Detection annotation records:

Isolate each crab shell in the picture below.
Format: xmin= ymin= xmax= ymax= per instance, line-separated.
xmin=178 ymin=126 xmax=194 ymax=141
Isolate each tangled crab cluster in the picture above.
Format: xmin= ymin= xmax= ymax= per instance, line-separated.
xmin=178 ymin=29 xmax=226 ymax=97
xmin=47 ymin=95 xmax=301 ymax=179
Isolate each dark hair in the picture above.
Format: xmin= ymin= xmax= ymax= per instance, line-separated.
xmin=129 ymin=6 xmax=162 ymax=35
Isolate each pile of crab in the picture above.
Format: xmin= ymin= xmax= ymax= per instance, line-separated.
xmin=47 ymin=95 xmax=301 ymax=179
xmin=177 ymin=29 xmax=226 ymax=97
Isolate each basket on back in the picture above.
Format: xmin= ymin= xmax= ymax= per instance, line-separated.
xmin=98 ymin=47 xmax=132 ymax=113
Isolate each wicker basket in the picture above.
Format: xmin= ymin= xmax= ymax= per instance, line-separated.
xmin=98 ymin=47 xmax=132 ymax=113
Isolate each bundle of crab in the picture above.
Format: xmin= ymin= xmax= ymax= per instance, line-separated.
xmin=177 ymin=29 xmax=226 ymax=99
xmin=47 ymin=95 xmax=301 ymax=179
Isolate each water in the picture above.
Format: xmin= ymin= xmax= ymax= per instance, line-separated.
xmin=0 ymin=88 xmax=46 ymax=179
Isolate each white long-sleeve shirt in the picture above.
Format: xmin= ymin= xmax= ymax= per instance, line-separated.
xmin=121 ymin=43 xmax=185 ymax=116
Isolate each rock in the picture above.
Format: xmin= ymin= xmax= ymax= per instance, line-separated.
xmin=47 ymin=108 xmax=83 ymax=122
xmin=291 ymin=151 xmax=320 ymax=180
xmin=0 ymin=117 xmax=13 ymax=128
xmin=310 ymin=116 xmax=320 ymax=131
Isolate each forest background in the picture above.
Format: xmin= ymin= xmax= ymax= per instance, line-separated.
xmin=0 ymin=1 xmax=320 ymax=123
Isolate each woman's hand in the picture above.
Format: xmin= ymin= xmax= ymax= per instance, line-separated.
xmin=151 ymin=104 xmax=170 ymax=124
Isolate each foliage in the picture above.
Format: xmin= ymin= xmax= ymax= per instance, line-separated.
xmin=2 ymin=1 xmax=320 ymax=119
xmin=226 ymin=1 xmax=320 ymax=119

= What this task involves =
Copy the whole listing above word for word, leaving nothing out.

= Finished task =
Isolate each crab shell in the picture below.
Format: xmin= ymin= xmax= ymax= per instance, line-separated.
xmin=178 ymin=126 xmax=194 ymax=141
Isolate each tangled crab cluster in the picture above.
Format: xmin= ymin= xmax= ymax= per instance, line-separated.
xmin=178 ymin=29 xmax=226 ymax=97
xmin=47 ymin=95 xmax=301 ymax=179
Isolate each dark hair in the picture above.
Format: xmin= ymin= xmax= ymax= per instance, line-separated.
xmin=129 ymin=6 xmax=162 ymax=35
Isolate each pile of crab in the picture above.
Format: xmin= ymin= xmax= ymax= per instance, line-separated.
xmin=47 ymin=95 xmax=301 ymax=179
xmin=177 ymin=29 xmax=226 ymax=97
Isolate each basket on back in the picture above.
Format: xmin= ymin= xmax= ymax= per instance, line-separated.
xmin=98 ymin=47 xmax=132 ymax=113
Isolate each wicker basket in the picture above.
Format: xmin= ymin= xmax= ymax= per instance, line-separated.
xmin=98 ymin=47 xmax=132 ymax=113
Isolate each bundle of crab in the picture above.
Format: xmin= ymin= xmax= ymax= per instance, line-separated.
xmin=177 ymin=29 xmax=226 ymax=99
xmin=47 ymin=95 xmax=301 ymax=179
Isolate each water in the picture above.
Format: xmin= ymin= xmax= ymax= per instance, line-separated.
xmin=0 ymin=88 xmax=46 ymax=179
Isolate each white long-sleeve shirt in the picture above.
Format: xmin= ymin= xmax= ymax= per instance, line-separated.
xmin=121 ymin=43 xmax=185 ymax=116
Isolate each rock in the picture above.
Format: xmin= ymin= xmax= ymax= per instance, line-separated.
xmin=47 ymin=108 xmax=83 ymax=122
xmin=291 ymin=151 xmax=320 ymax=180
xmin=0 ymin=117 xmax=13 ymax=128
xmin=310 ymin=116 xmax=320 ymax=131
Isolate each forest background in the picture above.
Format: xmin= ymin= xmax= ymax= per instance, line-separated.
xmin=0 ymin=1 xmax=320 ymax=123
Isolate each woman's hand in the picture above.
Format: xmin= ymin= xmax= ymax= per instance, line-separated.
xmin=151 ymin=104 xmax=170 ymax=124
Isolate each foliage in the picture above.
Format: xmin= ymin= xmax= ymax= per instance, line-separated.
xmin=2 ymin=1 xmax=320 ymax=119
xmin=226 ymin=1 xmax=320 ymax=119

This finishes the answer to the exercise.